## Aim of the task:
Print only the line with "Target: distant mountain peak" and the lines after it, ending with the last line of the material, each exactly as it stands.

------ Record list

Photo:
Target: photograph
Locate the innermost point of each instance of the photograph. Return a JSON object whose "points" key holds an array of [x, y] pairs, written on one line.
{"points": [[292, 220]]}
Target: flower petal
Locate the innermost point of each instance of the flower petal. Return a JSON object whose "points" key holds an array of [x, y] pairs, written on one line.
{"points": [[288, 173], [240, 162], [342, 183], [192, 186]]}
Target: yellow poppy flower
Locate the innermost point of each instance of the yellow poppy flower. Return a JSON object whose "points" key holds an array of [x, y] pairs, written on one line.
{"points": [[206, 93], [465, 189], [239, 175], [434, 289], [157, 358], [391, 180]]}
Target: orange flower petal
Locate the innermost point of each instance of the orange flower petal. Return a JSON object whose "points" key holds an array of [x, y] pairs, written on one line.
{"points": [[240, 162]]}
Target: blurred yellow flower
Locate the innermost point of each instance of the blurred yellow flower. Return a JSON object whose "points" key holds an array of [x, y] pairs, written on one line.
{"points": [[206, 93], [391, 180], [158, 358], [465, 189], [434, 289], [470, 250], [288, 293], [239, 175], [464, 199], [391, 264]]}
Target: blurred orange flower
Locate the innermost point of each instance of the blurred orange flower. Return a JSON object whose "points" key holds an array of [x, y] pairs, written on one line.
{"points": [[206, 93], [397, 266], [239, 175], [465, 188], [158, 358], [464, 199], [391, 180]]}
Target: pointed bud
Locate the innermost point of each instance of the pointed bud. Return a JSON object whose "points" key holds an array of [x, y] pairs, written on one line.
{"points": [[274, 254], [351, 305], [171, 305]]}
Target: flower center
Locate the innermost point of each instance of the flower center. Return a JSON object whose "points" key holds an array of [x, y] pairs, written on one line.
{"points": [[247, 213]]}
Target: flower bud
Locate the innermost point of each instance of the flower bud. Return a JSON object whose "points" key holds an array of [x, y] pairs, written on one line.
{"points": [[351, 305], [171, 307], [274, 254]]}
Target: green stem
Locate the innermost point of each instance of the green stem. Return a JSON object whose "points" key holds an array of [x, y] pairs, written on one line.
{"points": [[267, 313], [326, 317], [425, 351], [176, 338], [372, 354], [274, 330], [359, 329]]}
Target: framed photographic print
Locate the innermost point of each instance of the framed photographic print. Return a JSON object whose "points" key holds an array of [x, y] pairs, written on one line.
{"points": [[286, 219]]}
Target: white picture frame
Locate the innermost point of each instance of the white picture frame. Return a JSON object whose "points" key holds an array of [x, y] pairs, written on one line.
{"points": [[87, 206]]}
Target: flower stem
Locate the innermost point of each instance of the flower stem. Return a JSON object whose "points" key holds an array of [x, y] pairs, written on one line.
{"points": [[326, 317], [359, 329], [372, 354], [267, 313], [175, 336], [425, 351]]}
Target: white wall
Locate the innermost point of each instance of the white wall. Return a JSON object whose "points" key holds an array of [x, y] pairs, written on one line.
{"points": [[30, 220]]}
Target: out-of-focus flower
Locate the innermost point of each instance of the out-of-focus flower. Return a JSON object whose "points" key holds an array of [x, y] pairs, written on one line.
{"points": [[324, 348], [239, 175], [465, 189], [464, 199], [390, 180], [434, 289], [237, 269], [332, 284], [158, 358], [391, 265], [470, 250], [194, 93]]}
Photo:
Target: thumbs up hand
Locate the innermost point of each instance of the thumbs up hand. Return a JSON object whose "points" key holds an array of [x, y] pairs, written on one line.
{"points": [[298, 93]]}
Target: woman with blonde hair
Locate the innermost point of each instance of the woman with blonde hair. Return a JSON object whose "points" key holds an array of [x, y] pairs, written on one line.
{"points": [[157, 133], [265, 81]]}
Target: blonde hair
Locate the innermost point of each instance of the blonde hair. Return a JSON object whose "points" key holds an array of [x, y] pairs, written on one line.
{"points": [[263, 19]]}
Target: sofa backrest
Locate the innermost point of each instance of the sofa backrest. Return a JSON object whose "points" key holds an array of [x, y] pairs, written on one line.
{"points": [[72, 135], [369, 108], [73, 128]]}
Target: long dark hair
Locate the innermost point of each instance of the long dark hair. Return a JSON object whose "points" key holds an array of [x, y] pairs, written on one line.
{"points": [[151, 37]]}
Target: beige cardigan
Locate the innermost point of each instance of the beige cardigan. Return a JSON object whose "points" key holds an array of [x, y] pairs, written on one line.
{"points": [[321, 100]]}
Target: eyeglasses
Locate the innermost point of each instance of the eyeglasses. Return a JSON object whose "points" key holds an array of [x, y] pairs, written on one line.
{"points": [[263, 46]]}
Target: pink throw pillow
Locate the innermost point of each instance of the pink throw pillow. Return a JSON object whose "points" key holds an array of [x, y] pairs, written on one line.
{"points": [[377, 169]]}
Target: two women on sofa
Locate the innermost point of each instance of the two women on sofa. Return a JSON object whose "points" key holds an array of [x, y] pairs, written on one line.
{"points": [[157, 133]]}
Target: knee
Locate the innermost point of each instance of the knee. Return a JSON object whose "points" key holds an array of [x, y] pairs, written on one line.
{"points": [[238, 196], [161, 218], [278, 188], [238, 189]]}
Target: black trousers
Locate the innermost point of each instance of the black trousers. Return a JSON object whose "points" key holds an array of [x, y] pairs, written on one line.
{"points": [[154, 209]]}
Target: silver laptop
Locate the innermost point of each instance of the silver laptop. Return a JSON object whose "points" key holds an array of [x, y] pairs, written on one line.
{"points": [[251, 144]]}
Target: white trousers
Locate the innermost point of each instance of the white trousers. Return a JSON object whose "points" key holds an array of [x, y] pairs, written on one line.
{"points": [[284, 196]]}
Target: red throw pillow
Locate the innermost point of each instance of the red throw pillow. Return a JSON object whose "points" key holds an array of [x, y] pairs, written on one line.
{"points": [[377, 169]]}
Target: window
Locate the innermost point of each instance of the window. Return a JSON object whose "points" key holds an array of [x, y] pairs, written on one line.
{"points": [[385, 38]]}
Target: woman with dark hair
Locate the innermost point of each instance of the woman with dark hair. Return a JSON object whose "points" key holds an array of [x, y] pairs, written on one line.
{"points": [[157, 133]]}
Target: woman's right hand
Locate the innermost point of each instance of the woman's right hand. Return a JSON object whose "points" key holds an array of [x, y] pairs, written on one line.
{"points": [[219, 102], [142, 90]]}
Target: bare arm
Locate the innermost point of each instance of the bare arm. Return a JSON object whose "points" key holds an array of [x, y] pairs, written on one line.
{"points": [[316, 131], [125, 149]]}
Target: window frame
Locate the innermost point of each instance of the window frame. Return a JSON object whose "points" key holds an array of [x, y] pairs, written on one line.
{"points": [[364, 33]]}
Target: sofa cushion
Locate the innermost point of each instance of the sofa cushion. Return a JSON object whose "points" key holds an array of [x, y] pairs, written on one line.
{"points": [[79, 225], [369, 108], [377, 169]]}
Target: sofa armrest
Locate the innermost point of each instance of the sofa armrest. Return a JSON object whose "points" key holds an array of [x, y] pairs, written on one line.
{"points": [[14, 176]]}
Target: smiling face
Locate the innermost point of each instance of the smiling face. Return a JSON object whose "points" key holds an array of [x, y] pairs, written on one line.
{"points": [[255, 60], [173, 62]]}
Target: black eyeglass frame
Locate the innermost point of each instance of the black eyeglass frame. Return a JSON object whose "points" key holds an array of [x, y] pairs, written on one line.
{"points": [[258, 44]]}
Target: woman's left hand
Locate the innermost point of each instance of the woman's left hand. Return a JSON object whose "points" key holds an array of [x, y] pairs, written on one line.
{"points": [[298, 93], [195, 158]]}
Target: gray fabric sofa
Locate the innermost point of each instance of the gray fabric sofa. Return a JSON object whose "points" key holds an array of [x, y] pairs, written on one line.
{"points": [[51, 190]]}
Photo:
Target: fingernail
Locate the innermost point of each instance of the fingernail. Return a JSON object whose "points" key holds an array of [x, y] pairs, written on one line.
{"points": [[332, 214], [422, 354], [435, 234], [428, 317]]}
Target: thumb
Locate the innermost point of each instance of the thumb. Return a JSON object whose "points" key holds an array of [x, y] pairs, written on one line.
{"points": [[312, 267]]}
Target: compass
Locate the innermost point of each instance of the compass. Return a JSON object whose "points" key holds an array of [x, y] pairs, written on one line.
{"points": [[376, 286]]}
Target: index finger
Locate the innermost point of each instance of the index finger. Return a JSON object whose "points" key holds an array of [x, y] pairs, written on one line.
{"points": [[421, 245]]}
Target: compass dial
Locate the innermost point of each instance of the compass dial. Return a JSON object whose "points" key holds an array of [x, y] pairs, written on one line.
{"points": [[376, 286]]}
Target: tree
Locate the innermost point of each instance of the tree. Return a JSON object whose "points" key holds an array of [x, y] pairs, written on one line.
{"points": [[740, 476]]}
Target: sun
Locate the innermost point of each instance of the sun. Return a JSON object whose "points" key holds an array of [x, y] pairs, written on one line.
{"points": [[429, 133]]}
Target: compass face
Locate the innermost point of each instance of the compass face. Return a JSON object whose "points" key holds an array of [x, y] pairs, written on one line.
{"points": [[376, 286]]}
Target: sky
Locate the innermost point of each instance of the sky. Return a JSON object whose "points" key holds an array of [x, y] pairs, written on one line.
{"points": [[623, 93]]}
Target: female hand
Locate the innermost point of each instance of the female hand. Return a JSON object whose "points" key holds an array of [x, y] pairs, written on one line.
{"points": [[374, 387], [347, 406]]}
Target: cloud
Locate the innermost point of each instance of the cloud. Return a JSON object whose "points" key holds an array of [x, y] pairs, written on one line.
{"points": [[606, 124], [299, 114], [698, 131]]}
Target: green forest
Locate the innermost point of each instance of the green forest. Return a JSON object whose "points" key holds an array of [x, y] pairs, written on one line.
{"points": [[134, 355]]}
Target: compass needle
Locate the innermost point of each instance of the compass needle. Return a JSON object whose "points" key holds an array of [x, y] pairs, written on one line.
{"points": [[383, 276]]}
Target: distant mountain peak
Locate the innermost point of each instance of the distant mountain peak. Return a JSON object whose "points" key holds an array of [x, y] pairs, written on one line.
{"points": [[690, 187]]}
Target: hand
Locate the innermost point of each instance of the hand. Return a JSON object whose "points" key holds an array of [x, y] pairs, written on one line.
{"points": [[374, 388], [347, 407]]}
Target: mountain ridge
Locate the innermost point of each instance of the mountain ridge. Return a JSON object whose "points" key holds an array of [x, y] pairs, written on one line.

------------

## Answer to this exercise:
Target: distant mountain peak
Locate the innermost point of each instance of the distant mountain peak. Return a JSON object whose "points" key holds an array of [x, y] pairs, written on one line.
{"points": [[690, 187]]}
Target: hand
Locate the innermost point of each instance of the hand. Return a JSON object whose "points" key holds an array of [x, y] pairs, written on one line.
{"points": [[374, 388], [347, 407]]}
Target: mountain ridge
Locate the innermost point of each instance of the mountain ridge. Return a JSON object whose "points" key holds an array of [x, y] pairs, written on one line.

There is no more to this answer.